→ Text segment
□ □ □

On defendant's rule to show cause why the service of process should not be set aside.
For the rule, Robert J. Bunevich.
Contra, A. Leon Kohlreiter (Archibald Kreiger, of counsel).
Before Justice Heher, at the Passaic Circuit.
HEHER, J. The action is for damages alleged to have resulted from the breach of a contract for the manufacture, sale and delivery by defendant to plaintiff retailers of tavern bars, equipment and accessories. The gravamen of the complaint is in part delivery of defective merchandise and in part nondelivery of bars and equipment in the quantity provided by the contract. Plaintiffs are residents of Paterson, in this state; defendant is a foreign corporation, resident in the State of New York.
Service of the summons and complaint was made upon the president of the corporation at plaintiffs' place of business in Paterson, whither he had repaired for a discussion of matters in dispute; and the motion is to quash the service on these grounds: (1) that the defendant is a foreign corporation not amenable to the jurisdiction of this court; and (2) that, even though it is otherwise subject to the court's jurisdiction, the corporate officer upon whom service was made was enticed into the state for the purpose by trick or device, and the service is therefore ineffective. Both points are well taken.
There is jurisdiction in personam over a foreign corporation only if it is doing business in the state through its agents, and then only if there is service of process within the state upon a duly authorized officer or agent of the corporation.
Roll-O-Matic, Inc., v. J.B. Marshall, Inc., 117 N.J.L. 463; Consolidated Textile Corp. v. Gregory, 289 U.S. 85; 53 S. Ct. 529; 77 L. Ed. 1047; Washington-Virginia Railroad Co. v. Real Estate Trust Co., 238 U.S. 185; 35 S. Ct. 818; 59 L. Ed. 1262; James-Dickinson Farm Mortgage Co. v. Harry, 273 U.S. 119; 47 S. Ct. 308; 71 L. Ed. 569; Cannon Manufacturing Co. v. Cudahy Packing Co., 267 U.S. 333; 45 S. Ct. 250; 69 L. Ed. 634. In the absence of the element of consent, in one form or another, the doing of business is indispensable to the fulfillment of the requirement of due process of law guaranteed by the Fourteenth Amendment of the Federal Constitution. Riverside & Dan River Cotton Mills v. Menefee, 237 U.S. 189; 35 S. Ct. 579; 59 L. Ed. 910. The state's jurisdiction in personam does not extend beyond its own borders. Process in actions of this class does not run from one state to another. Pennoyer v. Neff, 95 U.S. 714; 24 L. Ed. 565.

□ □ □

→ Data
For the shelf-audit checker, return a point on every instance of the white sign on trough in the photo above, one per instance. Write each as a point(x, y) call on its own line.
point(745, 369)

□ □ □

→ Task instructions
a – Using the court opinion, state whether each statement agrees with it: (i) the defendant is a foreign corporation resident in the State of New York; (ii) the summons and complaint were served on the treasurer of the corporation; (iii) the court held that only one of the two grounds for quashing the service was well taken. Answer yes or no for each, and quote the words of the opinion that decide it.
b – Quote everything in the court opinion from "On defendant's rule" down to "Kreiger, of counsel).".

→ Replies
a –
(i) Yes: "defendant is a foreign corporation, resident in the State of New York."
(ii) No: "Service of the summons and complaint was made upon the president of the corporation"
(iii) No: "Both points are well taken."

b –
On defendant's rule to show cause why the service of process should not be set aside.
For the rule, Robert J. Bunevich.
Contra, A. Leon Kohlreiter (Archibald Kreiger, of counsel).